- _AIM_: Below are some records; give them all again exactly, but not the pictures.

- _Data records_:
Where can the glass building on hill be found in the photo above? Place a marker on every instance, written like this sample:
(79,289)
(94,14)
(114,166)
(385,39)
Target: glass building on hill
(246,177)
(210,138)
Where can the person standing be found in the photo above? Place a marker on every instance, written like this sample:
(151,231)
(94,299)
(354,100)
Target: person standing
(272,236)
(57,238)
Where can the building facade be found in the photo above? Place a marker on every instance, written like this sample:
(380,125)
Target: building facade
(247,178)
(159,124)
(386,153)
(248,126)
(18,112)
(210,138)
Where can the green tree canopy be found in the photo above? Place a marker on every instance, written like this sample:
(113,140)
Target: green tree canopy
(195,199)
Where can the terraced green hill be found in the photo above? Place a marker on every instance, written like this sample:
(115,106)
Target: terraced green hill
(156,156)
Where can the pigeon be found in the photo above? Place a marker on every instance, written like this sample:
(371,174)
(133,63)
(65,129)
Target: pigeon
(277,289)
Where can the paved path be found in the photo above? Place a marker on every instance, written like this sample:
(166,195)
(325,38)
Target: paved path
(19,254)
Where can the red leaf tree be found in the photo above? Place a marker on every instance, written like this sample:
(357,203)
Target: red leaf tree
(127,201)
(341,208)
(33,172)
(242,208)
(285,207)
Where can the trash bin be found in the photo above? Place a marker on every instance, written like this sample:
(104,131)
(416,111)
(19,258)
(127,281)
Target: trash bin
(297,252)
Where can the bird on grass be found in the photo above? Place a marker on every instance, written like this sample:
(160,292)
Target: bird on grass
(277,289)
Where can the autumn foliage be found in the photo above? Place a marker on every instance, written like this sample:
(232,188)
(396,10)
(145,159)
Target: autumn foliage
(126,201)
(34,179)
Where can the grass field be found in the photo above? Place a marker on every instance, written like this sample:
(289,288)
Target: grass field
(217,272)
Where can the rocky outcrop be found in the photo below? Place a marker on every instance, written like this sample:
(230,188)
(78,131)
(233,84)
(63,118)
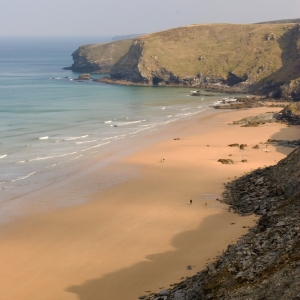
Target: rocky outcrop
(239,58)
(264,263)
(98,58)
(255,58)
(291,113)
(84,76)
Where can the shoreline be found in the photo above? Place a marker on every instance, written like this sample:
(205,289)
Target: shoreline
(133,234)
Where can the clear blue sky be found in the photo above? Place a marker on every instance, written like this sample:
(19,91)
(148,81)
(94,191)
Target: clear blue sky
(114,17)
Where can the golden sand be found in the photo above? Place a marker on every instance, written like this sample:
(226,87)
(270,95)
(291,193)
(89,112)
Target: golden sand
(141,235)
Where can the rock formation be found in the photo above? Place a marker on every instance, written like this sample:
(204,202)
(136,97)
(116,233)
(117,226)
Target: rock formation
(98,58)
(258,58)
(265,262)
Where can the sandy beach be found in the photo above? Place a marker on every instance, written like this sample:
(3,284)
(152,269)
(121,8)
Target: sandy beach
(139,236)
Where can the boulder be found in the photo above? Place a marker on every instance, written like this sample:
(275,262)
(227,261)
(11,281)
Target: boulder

- _ANSWER TO THE PROBLEM_:
Where can the glass building on hill be found in the photo above? Place a marker on every instance, written like this sample:
(79,289)
(94,14)
(114,166)
(385,39)
Target: glass building on hill
(246,177)
(210,138)
Where can the person standing be found in the photo above? Place a marker on every instance, written like this sample:
(151,231)
(94,299)
(354,100)
Target: person standing
(272,236)
(57,238)
Where can the building facade be found in the photo above? Place a marker on every instance, written like this sample:
(380,125)
Target: building facade
(247,178)
(159,124)
(386,153)
(248,126)
(18,112)
(210,138)
Where can the green tree canopy be found in the photo above? Place a marker on every instance, written like this sample:
(113,140)
Target: green tree canopy
(195,199)
Where can the terraced green hill be found in the photo above? Place a marker on every instance, written like this sample:
(115,106)
Target: terraced green hill
(156,156)
Where can the pigeon be found in the photo above? Place a marker on every instance, written like this sample:
(371,174)
(133,63)
(65,129)
Target: pigeon
(277,289)
Where can the paved path be found in the photo above? Place a marker on every instance, written like this sample:
(166,195)
(325,38)
Target: paved path
(19,254)
Where can the red leaf tree be found in the photo above? Place a marker on every instance, written like this sample:
(357,203)
Target: red leaf tree
(127,201)
(341,208)
(33,172)
(242,208)
(285,207)
Where can the trash bin be found in the photo above? Place a marker on every instance, written like this sample:
(104,131)
(416,111)
(19,258)
(127,281)
Target: trash bin
(297,252)
Where can the bird on grass be found in the photo above? Place a marker on every instance, written like this sample:
(160,292)
Target: bird on grass
(277,289)
Where can the autumn foliage be found in the photo above? Place a marker on every instance, written like this sample:
(232,188)
(396,10)
(145,159)
Target: autumn foliage
(126,201)
(34,179)
Where can the grass field be found in the photo above? Place a marker on every instance, written like this sample:
(289,288)
Target: grass field
(217,272)
Where can the rocky outcrop be found in the photo below? Place a marker on every instance, written like this sample:
(230,188)
(78,131)
(233,84)
(63,118)
Target: rocky outcrop
(239,58)
(264,263)
(98,58)
(255,58)
(291,113)
(84,76)
Where can the shoreline be found in the photo above? Place a marker on every instance, written like this sample:
(205,289)
Target: shoreline
(133,234)
Where can the clear blue sky be found in the photo above? Place a marker on every instance, written like this sample:
(19,91)
(148,81)
(94,191)
Target: clear blue sky
(114,17)
Where can the golden sand be found in the photo above? Place a marker on every instance, written like this sample:
(226,87)
(270,95)
(291,193)
(89,112)
Target: golden sand
(141,235)
Where can the rock formation be found in the photo above? Place a marker on every instance, written like this sample:
(204,202)
(136,97)
(116,233)
(117,226)
Target: rock formation
(98,58)
(258,58)
(265,262)
Where can the sandy beach be found in the photo above? Place a marker on every instance, written like this sample:
(3,284)
(152,269)
(121,8)
Target: sandy beach
(139,236)
Where can the boulder be found in the photo above? Place a marker on every instance, written like this sample:
(275,262)
(227,261)
(11,281)
Target: boulder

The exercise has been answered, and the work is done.